**Extrait du texte**.
'''

L’EM/SFC est une condition qui fluctue dans le temps et dont l’évolution à long terme varie d’une personne à l’autre. Le pronostic pourrait être meilleur pour les enfants et des périodes de rémissions plus ou moins longues peuvent survenir chez les personnes atteintes. Toutefois, celles-ci sont rarement complètes.
Les manifestations cliniques de la maladie
Le syndrome de fatigue chronique s’exprime sous plusieurs formes. Les principales manifestations sont :
- l’asthénie : Il s’agit d’une fatigue générale incapacitante qui s’exprime par un manque de force à la fois physique et moral et qui ne passe pas malgré le repos. La fatigue peut être amplifiée par une activité de faible intensité, l’immobilité, la position debout et le stress physique ou émotionnel. La personne a besoin de repos ou de siestes pour passer à travers la journée ;
- des malaises post-effort dont les effets sont disproportionnés par rapport à l’intensité de l’activité réalisée. Ces malaises se produisent typiquement de quelques heures à 72 heures après l’effort et peuvent durer des jours, des semaines, voire des mois. Différents facteurs peuvent influencer ces malaises post-effort, dont les stimuli sensoriels, le son, la lumière, le toucher, les facteurs environnementaux (la proximité d’allergènes, les changements de température et les changements de saison) et la position verticale stationnaire ;
- la douleur et l’intolérance orthostatique sont souvent évoquées ainsi que la sensibilité à des produits chimiques et des problèmes gastro-intestinaux. Les personnes atteintes de l’EM/SFC, particulièrement celles à des niveaux graves ou très graves, sont à risque que leurs symptômes soient confondus avec des signes de maltraitance ou de négligence.

'''

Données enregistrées
'''

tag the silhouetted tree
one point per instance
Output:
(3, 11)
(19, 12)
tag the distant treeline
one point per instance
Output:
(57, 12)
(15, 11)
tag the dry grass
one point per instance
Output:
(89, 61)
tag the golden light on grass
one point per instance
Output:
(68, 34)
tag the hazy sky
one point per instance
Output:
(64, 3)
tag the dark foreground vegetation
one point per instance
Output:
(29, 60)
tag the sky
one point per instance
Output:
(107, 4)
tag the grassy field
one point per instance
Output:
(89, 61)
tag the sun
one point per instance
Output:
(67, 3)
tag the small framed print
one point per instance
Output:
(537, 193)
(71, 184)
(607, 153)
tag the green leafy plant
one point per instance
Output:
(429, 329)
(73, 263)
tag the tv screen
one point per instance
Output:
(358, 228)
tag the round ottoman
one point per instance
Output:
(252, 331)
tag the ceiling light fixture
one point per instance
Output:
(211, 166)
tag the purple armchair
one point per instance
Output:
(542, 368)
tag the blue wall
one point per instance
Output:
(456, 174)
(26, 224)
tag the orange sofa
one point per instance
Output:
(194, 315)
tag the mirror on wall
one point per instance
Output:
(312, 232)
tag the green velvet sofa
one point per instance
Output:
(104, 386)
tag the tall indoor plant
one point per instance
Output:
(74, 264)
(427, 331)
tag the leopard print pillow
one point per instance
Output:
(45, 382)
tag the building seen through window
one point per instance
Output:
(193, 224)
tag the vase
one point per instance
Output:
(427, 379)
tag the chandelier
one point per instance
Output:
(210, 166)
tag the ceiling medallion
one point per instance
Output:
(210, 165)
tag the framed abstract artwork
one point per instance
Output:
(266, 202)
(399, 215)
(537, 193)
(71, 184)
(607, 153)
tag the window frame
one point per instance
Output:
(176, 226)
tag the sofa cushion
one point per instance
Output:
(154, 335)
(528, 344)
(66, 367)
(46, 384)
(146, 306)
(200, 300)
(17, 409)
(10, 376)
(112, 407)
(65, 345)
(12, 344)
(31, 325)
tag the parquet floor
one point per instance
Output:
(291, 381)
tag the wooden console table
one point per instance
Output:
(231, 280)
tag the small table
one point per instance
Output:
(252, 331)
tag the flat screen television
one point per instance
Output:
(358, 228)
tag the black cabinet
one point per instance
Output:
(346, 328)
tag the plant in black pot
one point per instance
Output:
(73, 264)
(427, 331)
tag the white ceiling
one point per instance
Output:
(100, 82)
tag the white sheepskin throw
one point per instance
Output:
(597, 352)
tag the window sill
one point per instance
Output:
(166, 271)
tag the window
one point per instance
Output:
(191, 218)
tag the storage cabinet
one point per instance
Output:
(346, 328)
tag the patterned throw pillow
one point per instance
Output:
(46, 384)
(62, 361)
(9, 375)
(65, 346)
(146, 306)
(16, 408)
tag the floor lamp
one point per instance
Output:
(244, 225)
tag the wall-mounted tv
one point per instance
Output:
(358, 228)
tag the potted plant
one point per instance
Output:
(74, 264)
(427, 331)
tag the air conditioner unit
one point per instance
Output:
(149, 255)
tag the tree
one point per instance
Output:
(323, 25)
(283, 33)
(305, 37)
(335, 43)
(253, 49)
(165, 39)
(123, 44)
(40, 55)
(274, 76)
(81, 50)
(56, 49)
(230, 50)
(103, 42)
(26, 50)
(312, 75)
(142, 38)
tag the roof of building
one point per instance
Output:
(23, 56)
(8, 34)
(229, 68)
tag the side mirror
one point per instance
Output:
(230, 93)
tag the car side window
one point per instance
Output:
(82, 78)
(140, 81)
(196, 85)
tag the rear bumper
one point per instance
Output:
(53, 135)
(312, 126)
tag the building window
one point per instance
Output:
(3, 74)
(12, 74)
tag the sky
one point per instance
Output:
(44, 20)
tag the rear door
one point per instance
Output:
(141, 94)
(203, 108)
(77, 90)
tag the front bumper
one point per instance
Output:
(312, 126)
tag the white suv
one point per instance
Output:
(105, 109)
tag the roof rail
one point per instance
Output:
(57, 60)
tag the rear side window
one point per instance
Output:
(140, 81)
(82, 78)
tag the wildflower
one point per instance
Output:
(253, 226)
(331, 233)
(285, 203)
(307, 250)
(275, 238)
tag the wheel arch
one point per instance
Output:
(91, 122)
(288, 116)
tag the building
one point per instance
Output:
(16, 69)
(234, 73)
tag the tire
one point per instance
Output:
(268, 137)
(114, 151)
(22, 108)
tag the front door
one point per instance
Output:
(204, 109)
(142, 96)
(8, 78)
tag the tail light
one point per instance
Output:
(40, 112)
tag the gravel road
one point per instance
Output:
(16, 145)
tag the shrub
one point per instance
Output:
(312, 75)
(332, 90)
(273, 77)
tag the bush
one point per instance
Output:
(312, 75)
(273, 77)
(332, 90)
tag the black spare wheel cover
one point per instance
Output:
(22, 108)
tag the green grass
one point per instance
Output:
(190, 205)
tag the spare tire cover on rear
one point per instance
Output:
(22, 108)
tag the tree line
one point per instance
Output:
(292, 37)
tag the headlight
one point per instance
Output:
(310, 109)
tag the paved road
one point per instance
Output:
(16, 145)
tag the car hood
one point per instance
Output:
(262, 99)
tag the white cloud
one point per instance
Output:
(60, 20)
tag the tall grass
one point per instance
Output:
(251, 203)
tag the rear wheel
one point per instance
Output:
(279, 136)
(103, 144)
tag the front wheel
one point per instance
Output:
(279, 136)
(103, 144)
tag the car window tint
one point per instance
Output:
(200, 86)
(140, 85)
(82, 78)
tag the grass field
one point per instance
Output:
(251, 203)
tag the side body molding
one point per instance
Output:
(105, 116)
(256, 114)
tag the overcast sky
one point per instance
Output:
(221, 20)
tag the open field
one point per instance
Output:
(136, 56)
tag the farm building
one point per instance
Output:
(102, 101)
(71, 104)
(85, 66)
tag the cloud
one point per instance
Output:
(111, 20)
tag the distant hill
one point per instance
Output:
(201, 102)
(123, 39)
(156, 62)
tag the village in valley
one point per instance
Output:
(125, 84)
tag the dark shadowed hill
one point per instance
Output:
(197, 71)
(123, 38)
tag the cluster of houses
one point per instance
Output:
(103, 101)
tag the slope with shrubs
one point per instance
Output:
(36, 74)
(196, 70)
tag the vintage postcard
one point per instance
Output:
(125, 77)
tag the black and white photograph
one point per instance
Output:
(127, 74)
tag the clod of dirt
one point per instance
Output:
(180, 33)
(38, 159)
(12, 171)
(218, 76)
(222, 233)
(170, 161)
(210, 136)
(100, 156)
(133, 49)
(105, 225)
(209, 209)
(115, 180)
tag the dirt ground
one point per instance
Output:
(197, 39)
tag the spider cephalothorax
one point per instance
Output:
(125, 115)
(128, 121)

'''
'''

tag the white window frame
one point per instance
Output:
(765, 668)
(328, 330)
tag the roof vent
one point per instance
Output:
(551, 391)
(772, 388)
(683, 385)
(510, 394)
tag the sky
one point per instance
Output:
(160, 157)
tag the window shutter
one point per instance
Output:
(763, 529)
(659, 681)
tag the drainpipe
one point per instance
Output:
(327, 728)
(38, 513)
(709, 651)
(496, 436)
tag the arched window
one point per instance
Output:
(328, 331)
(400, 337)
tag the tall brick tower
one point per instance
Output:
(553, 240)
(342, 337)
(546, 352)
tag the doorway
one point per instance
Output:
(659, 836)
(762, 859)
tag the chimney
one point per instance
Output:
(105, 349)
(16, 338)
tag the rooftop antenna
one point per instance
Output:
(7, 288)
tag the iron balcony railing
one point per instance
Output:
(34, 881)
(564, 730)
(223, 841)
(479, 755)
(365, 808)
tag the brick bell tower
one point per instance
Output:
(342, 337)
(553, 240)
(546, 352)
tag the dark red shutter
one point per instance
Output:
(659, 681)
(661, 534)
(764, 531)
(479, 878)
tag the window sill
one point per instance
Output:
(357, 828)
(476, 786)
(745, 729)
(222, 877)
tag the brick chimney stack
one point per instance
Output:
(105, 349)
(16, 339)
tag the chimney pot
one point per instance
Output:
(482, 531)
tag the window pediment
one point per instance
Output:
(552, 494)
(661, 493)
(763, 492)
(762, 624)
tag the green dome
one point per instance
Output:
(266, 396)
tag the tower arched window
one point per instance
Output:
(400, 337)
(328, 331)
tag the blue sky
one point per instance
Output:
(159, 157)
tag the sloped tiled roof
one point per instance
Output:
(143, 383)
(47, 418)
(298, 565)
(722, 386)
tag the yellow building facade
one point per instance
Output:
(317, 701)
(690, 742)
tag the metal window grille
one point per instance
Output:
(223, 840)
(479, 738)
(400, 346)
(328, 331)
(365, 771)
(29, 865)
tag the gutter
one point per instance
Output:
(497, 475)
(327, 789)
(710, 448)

'''
'''

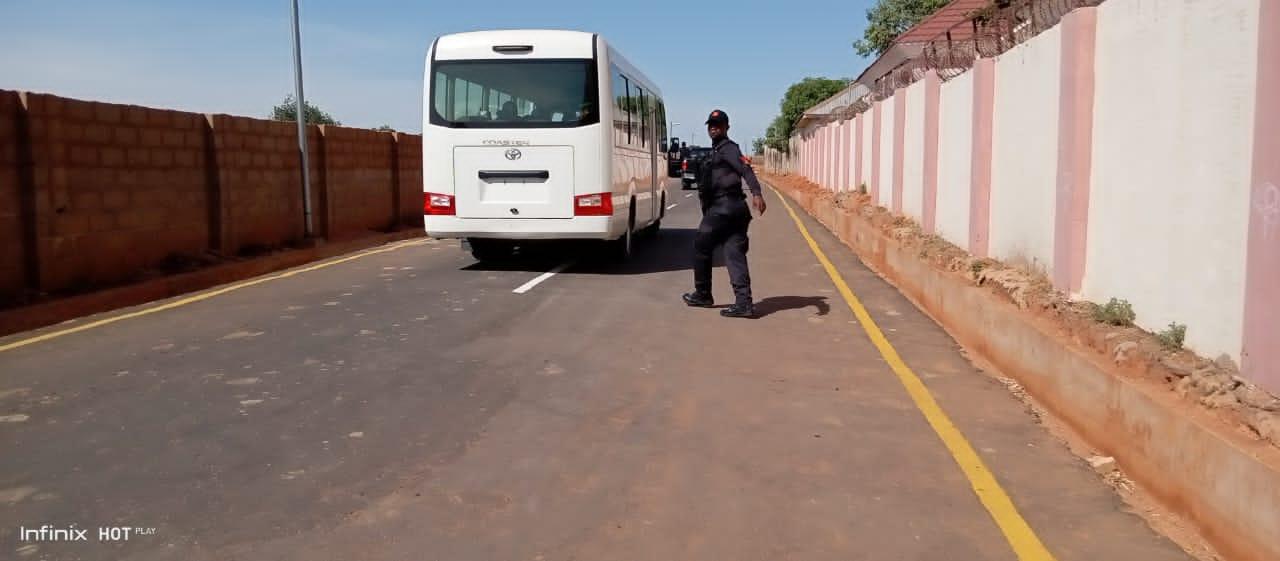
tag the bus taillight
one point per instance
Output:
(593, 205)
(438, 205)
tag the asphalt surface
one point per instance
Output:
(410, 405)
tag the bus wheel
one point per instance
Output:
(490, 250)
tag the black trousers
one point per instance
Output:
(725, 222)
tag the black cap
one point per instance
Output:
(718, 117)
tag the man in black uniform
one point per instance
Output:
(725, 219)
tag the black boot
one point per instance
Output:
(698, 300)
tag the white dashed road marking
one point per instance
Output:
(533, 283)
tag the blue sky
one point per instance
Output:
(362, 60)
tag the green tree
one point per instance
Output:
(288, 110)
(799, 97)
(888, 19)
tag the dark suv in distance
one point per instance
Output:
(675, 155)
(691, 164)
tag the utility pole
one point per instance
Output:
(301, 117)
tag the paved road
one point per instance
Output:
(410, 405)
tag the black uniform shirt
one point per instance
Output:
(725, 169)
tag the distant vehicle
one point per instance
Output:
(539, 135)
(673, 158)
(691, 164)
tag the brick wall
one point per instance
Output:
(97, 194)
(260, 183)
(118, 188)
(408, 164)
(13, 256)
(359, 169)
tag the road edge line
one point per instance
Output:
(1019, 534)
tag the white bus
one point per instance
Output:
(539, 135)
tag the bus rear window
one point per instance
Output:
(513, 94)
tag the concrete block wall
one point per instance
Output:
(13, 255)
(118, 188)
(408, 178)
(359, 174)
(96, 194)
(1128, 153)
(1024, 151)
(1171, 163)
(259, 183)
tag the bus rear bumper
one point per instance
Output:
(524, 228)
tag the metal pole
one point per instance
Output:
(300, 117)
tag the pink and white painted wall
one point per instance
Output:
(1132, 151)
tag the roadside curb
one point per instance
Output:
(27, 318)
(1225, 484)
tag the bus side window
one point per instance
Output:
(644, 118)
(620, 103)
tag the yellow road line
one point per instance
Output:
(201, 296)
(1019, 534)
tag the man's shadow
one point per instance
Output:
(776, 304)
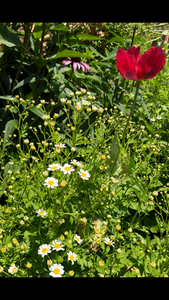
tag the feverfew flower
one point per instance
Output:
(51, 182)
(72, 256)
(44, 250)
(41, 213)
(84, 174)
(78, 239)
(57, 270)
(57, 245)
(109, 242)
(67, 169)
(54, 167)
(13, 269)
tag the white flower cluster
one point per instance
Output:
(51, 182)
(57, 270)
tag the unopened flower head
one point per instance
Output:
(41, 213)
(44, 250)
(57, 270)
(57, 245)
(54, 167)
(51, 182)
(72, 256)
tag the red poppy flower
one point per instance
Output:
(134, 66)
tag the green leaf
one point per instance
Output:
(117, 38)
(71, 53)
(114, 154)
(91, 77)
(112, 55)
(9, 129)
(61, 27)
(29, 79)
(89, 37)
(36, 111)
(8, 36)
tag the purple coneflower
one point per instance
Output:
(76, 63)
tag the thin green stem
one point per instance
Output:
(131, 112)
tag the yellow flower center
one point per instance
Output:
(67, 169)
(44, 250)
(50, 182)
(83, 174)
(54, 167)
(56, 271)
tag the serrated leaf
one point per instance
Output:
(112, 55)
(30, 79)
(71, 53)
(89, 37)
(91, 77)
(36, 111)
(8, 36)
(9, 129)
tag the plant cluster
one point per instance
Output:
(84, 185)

'''

**Consigne**. Veuillez reproduire mot pour mot le passage sur l'EM/SFC en commençant par « L’EM/SFC est une » et en continuant jusqu'à « sont rarement complètes. ».

**Résultat**.
L’EM/SFC est une condition qui fluctue dans le temps et dont l’évolution à long terme varie d’une personne à l’autre. Le pronostic pourrait être meilleur pour les enfants et des périodes de rémissions plus ou moins longues peuvent survenir chez les personnes atteintes. Toutefois, celles-ci sont rarement complètes.